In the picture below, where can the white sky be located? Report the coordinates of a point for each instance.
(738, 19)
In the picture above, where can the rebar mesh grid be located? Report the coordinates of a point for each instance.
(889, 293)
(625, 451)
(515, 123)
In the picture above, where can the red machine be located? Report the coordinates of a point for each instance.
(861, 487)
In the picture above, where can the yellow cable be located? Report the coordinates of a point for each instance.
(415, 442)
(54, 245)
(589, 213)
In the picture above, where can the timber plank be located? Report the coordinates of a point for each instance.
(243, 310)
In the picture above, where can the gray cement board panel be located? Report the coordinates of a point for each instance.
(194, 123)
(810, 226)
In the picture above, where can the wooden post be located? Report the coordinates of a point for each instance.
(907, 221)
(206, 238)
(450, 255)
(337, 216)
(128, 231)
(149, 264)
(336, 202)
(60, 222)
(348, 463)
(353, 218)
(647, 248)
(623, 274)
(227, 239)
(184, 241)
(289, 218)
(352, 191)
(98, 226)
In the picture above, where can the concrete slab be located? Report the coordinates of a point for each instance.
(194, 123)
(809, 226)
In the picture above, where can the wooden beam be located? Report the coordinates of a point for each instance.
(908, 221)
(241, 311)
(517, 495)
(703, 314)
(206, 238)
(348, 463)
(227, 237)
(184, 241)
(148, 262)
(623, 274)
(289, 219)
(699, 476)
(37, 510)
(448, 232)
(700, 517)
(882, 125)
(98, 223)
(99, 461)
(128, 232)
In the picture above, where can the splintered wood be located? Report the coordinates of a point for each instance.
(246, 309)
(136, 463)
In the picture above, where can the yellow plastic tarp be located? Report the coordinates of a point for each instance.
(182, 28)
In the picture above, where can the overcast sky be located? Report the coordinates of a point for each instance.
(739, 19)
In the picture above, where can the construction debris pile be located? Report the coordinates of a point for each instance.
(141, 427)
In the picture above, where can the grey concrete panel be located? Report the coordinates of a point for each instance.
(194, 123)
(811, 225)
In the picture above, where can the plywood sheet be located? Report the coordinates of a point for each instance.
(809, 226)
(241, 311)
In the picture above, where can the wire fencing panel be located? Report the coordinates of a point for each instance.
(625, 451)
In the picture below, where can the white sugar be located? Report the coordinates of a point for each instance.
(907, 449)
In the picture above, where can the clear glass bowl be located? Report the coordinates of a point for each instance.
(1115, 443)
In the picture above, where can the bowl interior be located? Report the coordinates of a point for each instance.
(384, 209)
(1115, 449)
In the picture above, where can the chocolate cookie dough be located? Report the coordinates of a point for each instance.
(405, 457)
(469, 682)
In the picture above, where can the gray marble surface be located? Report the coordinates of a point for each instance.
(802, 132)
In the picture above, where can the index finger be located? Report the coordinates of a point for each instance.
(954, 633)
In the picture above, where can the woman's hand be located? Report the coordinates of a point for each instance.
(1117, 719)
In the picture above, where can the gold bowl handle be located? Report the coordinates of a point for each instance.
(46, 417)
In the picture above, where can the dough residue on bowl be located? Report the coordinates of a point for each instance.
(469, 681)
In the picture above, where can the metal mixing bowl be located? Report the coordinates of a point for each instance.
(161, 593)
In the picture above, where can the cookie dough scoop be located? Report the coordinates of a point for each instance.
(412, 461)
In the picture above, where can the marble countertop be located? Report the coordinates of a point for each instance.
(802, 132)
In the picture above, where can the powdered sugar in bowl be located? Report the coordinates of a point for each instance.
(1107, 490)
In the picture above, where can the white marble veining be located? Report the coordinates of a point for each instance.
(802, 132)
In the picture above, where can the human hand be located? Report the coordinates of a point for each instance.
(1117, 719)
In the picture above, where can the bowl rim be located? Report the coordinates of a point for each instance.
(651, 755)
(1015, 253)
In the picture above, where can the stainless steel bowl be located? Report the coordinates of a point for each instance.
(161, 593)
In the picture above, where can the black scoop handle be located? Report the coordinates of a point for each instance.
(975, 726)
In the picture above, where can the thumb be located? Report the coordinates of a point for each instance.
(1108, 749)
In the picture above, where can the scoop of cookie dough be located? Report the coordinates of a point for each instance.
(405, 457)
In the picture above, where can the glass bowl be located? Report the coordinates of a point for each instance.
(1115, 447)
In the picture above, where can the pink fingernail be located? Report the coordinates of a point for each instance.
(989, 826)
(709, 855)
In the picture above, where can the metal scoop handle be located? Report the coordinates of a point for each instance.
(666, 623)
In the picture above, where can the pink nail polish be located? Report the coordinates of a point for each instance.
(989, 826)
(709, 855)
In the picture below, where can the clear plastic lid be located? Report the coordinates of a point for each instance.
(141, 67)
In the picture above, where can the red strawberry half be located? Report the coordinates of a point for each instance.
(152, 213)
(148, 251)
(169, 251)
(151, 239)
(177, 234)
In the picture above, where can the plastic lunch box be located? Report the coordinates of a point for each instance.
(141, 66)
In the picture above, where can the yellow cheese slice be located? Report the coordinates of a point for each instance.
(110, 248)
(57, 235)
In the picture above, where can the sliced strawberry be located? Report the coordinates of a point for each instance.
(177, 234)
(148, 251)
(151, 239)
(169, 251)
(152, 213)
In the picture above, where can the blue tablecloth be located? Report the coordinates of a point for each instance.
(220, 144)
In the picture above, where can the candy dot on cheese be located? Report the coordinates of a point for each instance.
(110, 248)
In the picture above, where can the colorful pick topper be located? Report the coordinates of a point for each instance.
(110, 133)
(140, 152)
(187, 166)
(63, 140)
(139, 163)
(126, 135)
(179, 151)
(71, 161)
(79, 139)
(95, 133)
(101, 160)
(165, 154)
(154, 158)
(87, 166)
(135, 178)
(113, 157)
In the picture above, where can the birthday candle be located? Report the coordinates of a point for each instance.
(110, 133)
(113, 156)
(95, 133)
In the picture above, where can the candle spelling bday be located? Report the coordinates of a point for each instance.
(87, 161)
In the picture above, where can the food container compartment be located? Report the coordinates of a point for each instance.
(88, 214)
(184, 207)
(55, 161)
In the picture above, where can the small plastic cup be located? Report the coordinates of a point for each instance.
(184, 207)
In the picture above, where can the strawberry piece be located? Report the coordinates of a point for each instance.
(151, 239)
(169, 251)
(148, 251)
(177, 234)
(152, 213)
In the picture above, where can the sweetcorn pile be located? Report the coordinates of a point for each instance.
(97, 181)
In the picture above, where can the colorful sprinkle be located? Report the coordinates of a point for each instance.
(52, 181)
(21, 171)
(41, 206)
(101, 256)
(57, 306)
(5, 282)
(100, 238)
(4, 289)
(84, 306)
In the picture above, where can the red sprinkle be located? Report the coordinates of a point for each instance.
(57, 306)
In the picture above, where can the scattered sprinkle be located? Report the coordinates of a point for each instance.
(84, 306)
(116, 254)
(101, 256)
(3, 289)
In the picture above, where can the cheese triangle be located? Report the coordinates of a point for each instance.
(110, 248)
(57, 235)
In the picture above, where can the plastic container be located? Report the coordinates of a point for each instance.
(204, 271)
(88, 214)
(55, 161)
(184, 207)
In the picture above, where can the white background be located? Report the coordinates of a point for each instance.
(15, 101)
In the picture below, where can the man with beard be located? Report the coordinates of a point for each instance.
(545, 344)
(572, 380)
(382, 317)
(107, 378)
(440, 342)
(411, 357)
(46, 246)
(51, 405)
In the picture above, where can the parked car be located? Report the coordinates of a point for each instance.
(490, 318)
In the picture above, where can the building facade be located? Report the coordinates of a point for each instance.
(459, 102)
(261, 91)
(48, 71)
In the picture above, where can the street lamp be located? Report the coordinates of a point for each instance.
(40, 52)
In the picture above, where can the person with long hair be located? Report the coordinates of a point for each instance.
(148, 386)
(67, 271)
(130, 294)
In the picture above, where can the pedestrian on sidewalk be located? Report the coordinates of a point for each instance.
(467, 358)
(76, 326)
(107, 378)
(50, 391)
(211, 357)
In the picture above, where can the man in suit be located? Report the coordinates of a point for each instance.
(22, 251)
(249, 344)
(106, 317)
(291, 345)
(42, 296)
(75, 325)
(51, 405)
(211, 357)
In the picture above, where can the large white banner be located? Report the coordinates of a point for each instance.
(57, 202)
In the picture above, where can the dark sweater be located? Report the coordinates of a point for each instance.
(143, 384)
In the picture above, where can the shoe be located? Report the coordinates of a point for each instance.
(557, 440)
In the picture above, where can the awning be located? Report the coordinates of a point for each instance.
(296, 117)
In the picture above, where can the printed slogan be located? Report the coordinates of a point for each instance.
□ □ □ □ □
Repeat word for word from the line holding "In the picture above, where can the cheese" down to the last line above, including both.

In the picture above, where can the cheese triangle be located? Report the coordinates of a point for each instance.
(110, 248)
(57, 235)
In the picture above, where can the plastic container be located? Report the coordinates of a point for each instance.
(204, 271)
(88, 214)
(55, 161)
(184, 207)
In the picture above, where can the white background be located? Report the coordinates of a point for each instance.
(15, 101)
In the picture below, where can the man with beard be located? Report the coordinates of a point for each instance.
(545, 344)
(572, 380)
(382, 317)
(107, 378)
(440, 342)
(411, 357)
(46, 246)
(51, 405)
In the picture above, where can the parked car be located? Report the coordinates of a point for each instance.
(490, 318)
In the picture above, where can the building facade be located? Report the coordinates of a point for each instance.
(459, 102)
(261, 91)
(48, 71)
In the picture above, where can the street lamp be located? Report the coordinates of a point for each instance.
(40, 52)
In the picture above, where can the person with long hair be located? Report the coordinates of a point for each instance.
(148, 386)
(67, 271)
(130, 294)
In the picture above, where can the pedestrian on sidewalk be located? Report the coordinates of a point for each instance.
(467, 358)
(76, 326)
(107, 378)
(50, 391)
(211, 357)
In the picture above, where can the man in suit be located? Report the coordinates of a point for each instance.
(22, 251)
(249, 344)
(106, 317)
(291, 345)
(42, 296)
(75, 325)
(51, 405)
(211, 357)
In the picture above, where can the large white banner be located? Report the coordinates of a point for each instance.
(57, 202)
In the picture above, where can the dark sweater be located? Report the coordinates of a point for each instance.
(143, 384)
In the picture above, where can the shoe be located? Report the coordinates of a point for each instance.
(557, 440)
In the picture above, where can the awning be located? Report the coordinates of a point for each instance.
(296, 117)
In the picture above, where can the printed slogan be located? Report the coordinates of a point for each instance.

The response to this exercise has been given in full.